▶ Exercise goal
Take each line of the records below that contains the string "frame" and copy it.

▶ Supplied material

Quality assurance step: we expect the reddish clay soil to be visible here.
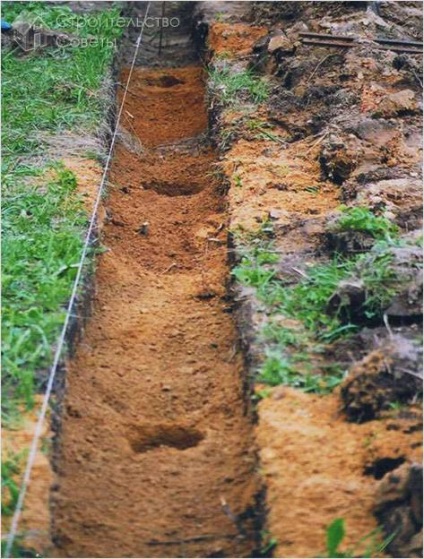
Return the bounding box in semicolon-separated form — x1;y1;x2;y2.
208;23;268;57
52;67;259;558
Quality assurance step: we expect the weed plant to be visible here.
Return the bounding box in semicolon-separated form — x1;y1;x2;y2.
334;206;399;241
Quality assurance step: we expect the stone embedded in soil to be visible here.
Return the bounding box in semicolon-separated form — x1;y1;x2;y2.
374;89;419;118
353;118;399;145
345;177;423;230
267;34;295;56
340;335;423;422
327;278;367;321
384;245;423;318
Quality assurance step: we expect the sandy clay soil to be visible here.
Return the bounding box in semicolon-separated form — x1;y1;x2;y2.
52;67;260;558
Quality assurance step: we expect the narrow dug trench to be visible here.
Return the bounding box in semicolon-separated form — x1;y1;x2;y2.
52;66;260;558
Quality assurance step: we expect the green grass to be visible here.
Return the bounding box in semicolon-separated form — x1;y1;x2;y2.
322;518;394;558
1;454;21;516
260;531;278;555
233;235;408;392
234;242;400;337
208;65;269;105
259;350;344;394
245;119;286;144
0;539;40;559
2;165;87;413
334;206;399;241
1;2;123;420
2;2;122;159
276;250;400;332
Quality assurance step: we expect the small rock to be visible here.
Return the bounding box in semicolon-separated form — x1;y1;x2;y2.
286;21;309;39
385;246;423;318
352;118;398;146
319;135;359;184
111;218;125;227
328;243;423;322
375;89;418;118
327;279;366;321
252;34;270;53
137;222;149;236
269;208;285;220
267;35;295;55
195;290;217;300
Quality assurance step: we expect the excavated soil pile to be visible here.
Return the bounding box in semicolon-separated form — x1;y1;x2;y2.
207;2;422;556
52;66;259;558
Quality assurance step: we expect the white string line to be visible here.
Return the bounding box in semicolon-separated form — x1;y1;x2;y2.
4;4;151;556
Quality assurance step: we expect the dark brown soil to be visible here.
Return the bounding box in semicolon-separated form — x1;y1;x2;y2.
52;67;259;558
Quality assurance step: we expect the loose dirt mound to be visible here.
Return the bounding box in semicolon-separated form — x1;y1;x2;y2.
52;67;259;558
207;3;423;556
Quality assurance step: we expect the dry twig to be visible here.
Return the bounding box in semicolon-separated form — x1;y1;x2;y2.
307;54;338;83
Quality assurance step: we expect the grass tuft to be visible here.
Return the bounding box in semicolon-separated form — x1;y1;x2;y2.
322;518;394;558
208;65;269;105
1;2;122;536
259;350;345;394
1;2;121;159
1;454;21;516
334;206;399;241
233;233;408;392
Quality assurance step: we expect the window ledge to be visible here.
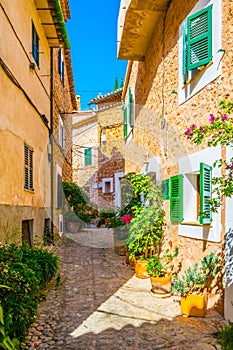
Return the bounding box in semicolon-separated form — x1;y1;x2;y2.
182;61;213;88
181;221;212;227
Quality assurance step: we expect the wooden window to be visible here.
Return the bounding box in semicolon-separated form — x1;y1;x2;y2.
162;179;170;200
24;143;34;191
170;174;183;222
58;48;65;84
84;148;92;166
32;22;39;67
199;162;212;224
187;5;212;70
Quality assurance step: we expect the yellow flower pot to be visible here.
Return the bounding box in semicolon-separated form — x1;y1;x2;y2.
181;291;207;317
150;274;172;295
135;260;149;278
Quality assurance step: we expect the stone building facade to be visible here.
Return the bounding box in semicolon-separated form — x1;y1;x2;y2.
0;0;76;244
118;0;233;320
73;90;125;211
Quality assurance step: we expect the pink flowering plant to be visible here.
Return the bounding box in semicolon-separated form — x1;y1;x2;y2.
185;100;233;212
121;215;133;224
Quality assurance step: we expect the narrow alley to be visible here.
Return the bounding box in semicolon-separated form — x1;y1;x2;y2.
25;229;225;350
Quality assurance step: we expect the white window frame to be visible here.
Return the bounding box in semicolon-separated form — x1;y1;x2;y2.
102;178;113;194
114;172;125;208
178;0;222;104
56;164;62;209
178;146;221;242
59;115;64;148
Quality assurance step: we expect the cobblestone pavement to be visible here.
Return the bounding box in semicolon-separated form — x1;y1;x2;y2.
25;228;226;350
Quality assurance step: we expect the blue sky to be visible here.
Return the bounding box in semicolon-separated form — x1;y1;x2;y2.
66;0;127;111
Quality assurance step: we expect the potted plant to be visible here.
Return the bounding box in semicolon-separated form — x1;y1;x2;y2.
126;203;165;278
146;247;179;296
172;252;221;317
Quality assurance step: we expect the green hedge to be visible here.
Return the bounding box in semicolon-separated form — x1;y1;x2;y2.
0;244;59;347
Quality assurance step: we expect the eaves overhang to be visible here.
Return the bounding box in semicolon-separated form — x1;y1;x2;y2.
34;0;70;48
117;0;171;61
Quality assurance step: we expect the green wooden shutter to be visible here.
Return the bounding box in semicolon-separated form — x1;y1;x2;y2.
84;148;92;166
200;163;212;224
170;175;183;222
182;22;188;84
123;107;128;139
162;179;170;200
187;5;212;70
124;87;132;139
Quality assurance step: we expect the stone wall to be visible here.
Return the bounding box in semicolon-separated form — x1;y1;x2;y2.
124;0;233;310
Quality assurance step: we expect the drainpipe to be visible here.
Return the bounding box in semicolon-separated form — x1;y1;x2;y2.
53;0;71;49
50;47;54;243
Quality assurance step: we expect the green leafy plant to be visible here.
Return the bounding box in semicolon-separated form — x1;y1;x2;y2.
126;203;165;260
63;182;91;223
218;321;233;350
146;248;179;277
172;252;221;297
0;244;59;344
184;100;233;212
0;303;20;350
121;172;163;217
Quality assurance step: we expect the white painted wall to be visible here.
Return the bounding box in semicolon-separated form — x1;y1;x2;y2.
225;146;233;321
178;146;221;242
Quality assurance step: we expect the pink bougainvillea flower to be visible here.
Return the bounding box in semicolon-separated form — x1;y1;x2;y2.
219;130;223;135
185;128;192;138
199;126;204;131
121;215;133;224
222;114;227;121
209;114;215;124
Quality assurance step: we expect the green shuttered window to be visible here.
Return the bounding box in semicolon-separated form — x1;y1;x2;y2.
170;175;183;222
162;179;170;200
84;148;92;166
187;5;212;70
123;87;133;139
200;162;212;224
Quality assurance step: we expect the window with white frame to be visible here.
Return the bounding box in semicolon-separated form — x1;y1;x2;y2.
179;0;222;104
59;116;64;148
169;163;212;224
170;147;222;242
102;178;113;194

▶ Exercise solution
Quality assurance step: we expect the white window frame to be visible here.
Quality assurance step: we expect the window with white frame to be visible here.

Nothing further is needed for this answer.